[TASK INSTRUCTIONS]
Set down, word for word, the part of the lutein introduction that opens with the words containing "With the support" and closes with "in several studies.".

1.General introduction

Lutein is a pigment be included in the carotenoids’s group, which has high biological value such as the antioxidant (Chang-Lian Peng et al., 2006), anti-inflammatory ability (Johnson EJ, 2014); the capacity to prevent colon cancer, breast cancer, type 2 diabetes and heart disease. (Li et al, 2013). In the eyes, lutein can act as a filter of blue light to protect underlying tissues from phototoxic damage. The mechanism in which lutein take part in the prevention of eye diseases involve its role as an antioxidant, neutralizing free radicals formed by the effects of light on retina of the eye (Calvo, 2005). Lutein is thought to be protective against eyes diseases, age-related macular degeneration and cataracts, and against vision impairment (Johnson, 2014). Therefore, the provide of lutein to the human body is very necessary. According to the recommendations of the US Department of Agriculture (USDA), human body should be provided with at least 6 mg of lutein per day and ought to provide  10-20 mg of lutein per day; With the Japanese, the diet needs to ensure the amount of lutein is 12 mg per day; Meanwhile, Vietnam has no dietary recommendations for lutein in diet.


According to the World Health Organization, cataract is one of the leading causes of myopia and blindness, the rate of disease in young people tend to increase due to the impact of subjective lifestyles and exposure to long time with electronic devices, lack of awareness of eyes care. In Vietnam, myopia occurs with all ages, especially in children. Therefore, the need for lutein for humans is even more important, but the use of food sources from green vegetables or other food sources containing lutein is still based on habits, the diets have not been calculated to ensure the supply of lutein to the human body.

With the support of experts at the Japanese Ministry of Agriculture, Shimadzu company (based in Singapore) in analyzing and evaluating the lutein content in vegetables according to Japanese standards (JAS), the Faculty of Food Technology, Vietnam National University of Agriculture has completed the process of analyzing the lutein content in vegetables and initially evaluated the lutein content in some vegetables and flowers in several studies.

[SOURCE DATA]
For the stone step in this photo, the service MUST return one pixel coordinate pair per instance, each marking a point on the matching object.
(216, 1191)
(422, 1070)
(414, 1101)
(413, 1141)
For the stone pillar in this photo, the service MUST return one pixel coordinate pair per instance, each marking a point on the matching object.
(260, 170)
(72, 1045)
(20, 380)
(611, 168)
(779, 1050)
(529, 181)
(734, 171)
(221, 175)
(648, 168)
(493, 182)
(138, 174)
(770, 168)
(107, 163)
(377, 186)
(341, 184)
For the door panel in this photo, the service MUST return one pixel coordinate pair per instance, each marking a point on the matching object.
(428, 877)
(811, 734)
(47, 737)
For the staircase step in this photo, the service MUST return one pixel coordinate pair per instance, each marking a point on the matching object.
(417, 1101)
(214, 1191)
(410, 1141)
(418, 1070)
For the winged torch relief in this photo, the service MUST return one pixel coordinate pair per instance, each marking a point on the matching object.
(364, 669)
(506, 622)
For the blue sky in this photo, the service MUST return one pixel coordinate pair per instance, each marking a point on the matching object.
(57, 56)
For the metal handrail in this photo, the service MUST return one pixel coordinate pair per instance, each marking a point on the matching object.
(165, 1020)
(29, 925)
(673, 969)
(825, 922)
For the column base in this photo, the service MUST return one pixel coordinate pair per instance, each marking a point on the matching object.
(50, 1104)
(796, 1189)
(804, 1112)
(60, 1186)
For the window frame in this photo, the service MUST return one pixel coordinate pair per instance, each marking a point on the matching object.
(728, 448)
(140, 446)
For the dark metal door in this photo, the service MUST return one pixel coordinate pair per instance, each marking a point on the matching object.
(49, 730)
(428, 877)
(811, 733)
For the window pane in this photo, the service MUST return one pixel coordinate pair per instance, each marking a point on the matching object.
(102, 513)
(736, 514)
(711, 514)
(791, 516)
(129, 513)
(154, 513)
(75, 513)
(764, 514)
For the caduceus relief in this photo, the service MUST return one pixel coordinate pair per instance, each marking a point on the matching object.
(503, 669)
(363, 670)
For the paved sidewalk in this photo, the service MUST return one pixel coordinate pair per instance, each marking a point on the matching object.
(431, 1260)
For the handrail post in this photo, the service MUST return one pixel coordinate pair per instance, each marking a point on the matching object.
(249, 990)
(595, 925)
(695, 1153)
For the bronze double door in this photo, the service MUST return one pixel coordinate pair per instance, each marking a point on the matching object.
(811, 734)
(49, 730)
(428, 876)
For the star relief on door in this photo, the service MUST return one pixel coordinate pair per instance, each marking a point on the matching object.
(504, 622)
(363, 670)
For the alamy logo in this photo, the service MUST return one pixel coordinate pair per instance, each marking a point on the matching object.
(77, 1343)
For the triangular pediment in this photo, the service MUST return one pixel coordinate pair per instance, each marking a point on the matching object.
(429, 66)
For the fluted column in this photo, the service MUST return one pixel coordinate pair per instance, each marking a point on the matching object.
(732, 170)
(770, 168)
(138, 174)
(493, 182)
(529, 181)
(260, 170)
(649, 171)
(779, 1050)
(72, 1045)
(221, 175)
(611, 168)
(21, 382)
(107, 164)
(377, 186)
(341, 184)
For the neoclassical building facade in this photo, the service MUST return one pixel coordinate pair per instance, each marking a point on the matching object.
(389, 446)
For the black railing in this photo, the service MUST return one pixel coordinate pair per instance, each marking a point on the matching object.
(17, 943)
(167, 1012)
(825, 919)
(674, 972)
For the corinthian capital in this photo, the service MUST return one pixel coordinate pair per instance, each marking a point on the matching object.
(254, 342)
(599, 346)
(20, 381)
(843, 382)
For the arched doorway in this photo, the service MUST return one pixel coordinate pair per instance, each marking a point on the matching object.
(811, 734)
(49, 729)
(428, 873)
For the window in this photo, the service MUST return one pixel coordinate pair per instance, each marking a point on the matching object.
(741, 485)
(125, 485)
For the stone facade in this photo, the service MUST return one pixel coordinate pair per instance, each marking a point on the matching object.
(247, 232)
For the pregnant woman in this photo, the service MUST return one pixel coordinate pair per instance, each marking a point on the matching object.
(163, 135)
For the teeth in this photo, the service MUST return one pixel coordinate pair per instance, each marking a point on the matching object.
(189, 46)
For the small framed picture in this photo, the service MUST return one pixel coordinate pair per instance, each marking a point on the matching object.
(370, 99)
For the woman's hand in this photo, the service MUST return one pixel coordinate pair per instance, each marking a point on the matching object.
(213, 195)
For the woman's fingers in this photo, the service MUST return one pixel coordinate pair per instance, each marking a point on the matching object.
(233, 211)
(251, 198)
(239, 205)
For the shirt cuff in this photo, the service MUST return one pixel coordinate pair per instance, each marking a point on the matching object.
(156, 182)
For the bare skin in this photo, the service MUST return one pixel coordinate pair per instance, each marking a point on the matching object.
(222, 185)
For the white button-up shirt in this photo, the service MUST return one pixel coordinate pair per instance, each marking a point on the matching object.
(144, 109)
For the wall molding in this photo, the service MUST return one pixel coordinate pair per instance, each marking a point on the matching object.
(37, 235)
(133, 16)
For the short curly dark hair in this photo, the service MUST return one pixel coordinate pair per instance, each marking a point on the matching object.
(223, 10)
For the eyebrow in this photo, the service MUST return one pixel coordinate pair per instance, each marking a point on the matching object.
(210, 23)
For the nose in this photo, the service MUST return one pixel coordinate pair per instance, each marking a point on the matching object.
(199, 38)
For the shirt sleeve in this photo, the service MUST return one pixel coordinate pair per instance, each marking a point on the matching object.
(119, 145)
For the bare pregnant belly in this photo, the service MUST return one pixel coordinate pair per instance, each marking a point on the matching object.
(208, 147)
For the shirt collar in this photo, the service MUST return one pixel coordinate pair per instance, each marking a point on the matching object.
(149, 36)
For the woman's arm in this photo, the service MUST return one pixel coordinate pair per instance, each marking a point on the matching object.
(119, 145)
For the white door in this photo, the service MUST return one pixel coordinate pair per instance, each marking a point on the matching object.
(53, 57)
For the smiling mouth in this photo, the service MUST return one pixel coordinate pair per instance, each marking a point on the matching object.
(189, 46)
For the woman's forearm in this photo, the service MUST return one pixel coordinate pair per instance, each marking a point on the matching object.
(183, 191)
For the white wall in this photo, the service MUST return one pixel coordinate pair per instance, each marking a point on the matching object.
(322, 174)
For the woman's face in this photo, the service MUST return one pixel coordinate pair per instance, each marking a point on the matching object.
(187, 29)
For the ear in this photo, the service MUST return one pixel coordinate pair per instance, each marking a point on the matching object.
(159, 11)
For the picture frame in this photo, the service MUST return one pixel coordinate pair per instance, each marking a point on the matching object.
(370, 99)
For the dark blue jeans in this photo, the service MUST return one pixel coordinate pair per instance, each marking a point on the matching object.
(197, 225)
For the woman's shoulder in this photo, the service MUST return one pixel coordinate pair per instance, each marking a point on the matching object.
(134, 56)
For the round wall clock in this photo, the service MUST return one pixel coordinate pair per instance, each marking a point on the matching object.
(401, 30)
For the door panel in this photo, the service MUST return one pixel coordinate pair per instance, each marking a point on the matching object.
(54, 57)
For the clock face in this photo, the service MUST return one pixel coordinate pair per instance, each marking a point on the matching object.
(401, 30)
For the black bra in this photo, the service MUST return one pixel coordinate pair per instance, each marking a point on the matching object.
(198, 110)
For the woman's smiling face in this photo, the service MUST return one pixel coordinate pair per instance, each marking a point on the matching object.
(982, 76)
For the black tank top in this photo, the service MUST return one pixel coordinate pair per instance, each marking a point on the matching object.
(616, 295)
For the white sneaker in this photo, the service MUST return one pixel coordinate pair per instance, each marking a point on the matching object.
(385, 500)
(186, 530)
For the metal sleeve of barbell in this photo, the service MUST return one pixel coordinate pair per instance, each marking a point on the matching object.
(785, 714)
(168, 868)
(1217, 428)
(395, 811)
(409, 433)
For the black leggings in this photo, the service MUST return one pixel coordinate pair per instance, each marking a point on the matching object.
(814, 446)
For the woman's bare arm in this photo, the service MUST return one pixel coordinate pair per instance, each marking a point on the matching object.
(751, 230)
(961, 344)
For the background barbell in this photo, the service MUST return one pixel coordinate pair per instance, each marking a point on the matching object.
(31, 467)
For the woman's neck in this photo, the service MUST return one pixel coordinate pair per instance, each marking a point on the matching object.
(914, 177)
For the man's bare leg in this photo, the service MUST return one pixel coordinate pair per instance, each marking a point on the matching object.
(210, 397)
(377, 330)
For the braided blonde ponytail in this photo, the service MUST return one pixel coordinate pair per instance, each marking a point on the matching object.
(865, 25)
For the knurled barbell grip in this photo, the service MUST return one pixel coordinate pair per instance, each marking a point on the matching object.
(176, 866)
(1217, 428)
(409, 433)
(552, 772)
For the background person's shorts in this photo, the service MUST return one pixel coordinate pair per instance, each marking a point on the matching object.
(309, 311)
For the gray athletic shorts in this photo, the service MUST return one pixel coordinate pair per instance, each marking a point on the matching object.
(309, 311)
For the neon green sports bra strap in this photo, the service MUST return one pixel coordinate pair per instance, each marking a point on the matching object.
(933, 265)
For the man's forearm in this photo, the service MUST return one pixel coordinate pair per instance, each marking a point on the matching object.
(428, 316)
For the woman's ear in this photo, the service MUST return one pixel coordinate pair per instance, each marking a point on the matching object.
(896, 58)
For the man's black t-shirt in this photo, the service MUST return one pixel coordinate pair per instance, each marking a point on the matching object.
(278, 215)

[RESPONSE BOX]
With the support of experts at the Japanese Ministry of Agriculture, Shimadzu company (based in Singapore) in analyzing and evaluating the lutein content in vegetables according to Japanese standards (JAS), the Faculty of Food Technology, Vietnam National University of Agriculture has completed the process of analyzing the lutein content in vegetables and initially evaluated the lutein content in some vegetables and flowers in several studies.